**PROBLEM**
Reproduce, word for word, the lines of the records from the line containing "TARGET: deer skull with antlers" through the final line, both inclusive.

**RECORDED INFORMATION**

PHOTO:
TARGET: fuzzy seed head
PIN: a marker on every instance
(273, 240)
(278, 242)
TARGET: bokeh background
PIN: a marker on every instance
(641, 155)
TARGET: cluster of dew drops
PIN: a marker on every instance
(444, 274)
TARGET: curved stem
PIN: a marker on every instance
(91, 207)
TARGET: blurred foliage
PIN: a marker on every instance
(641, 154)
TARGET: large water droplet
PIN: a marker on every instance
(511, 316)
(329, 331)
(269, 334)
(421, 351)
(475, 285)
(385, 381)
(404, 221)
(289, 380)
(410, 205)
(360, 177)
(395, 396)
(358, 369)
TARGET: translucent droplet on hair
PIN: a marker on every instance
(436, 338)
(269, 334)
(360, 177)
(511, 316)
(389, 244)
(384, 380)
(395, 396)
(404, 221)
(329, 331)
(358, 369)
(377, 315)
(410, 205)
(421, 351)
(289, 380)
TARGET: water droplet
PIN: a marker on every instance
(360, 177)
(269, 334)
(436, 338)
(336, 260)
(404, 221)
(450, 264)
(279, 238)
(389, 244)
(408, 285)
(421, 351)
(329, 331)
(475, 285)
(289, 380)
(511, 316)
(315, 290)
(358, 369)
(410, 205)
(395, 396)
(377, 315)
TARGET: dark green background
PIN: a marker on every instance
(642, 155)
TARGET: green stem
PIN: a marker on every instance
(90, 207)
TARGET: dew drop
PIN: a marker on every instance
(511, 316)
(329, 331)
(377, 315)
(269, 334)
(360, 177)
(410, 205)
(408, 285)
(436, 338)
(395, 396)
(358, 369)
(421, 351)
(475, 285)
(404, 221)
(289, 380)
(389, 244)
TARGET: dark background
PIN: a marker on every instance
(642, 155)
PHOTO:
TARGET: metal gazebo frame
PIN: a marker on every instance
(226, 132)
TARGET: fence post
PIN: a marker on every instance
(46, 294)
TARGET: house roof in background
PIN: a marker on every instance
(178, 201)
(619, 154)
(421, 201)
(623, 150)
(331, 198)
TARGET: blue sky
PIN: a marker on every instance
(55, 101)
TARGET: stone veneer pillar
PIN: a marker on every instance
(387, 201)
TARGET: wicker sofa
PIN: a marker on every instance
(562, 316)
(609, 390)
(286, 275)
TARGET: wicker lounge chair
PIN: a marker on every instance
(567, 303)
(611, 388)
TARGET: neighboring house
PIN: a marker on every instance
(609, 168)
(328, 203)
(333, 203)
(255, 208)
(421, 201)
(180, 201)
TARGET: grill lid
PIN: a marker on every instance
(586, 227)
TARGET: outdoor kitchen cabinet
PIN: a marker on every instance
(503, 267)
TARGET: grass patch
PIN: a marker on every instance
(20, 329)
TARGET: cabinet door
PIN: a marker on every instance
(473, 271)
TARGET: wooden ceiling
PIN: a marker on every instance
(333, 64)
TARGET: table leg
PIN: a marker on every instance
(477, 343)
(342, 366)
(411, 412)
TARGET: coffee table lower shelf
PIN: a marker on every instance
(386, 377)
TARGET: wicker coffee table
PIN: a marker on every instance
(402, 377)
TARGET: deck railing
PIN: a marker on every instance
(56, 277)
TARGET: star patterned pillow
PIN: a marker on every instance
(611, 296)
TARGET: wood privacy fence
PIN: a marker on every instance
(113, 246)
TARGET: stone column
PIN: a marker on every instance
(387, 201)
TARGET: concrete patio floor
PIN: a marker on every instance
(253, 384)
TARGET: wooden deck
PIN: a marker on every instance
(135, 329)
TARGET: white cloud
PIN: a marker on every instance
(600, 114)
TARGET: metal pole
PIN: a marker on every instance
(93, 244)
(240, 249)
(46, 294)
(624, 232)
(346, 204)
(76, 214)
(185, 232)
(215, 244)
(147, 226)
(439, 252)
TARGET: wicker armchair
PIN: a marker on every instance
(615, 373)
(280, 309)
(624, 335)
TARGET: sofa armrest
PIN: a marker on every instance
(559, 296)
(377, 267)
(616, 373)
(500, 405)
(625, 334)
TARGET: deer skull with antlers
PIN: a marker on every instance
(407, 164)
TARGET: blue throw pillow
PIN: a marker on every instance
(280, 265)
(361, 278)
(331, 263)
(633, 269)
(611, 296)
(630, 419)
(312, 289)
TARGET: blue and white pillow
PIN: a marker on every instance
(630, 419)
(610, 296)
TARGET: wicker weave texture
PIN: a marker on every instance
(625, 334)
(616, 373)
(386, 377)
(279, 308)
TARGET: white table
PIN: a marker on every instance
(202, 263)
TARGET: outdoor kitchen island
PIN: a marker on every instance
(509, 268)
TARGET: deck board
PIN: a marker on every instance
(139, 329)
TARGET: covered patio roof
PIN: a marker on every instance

**WRITTEN SOLUTION**
TARGET: deer skull with antlers
PIN: a marker on every instance
(407, 164)
TARGET: blue throw pillow
PIN: a marker on every instance
(280, 265)
(361, 278)
(331, 263)
(633, 269)
(611, 296)
(630, 419)
(312, 289)
TARGET: blue and white pillow
PIN: a marker on every instance
(630, 419)
(610, 296)
TARGET: wicker weave texture
PIN: a marker on every instance
(625, 334)
(616, 373)
(386, 377)
(279, 308)
TARGET: white table
PIN: a marker on every instance
(202, 263)
TARGET: outdoor kitchen island
PIN: a marker on every instance
(509, 268)
TARGET: deck board
PIN: a marker on every instance
(139, 329)
TARGET: covered patio roof
PIN: a marker on every instance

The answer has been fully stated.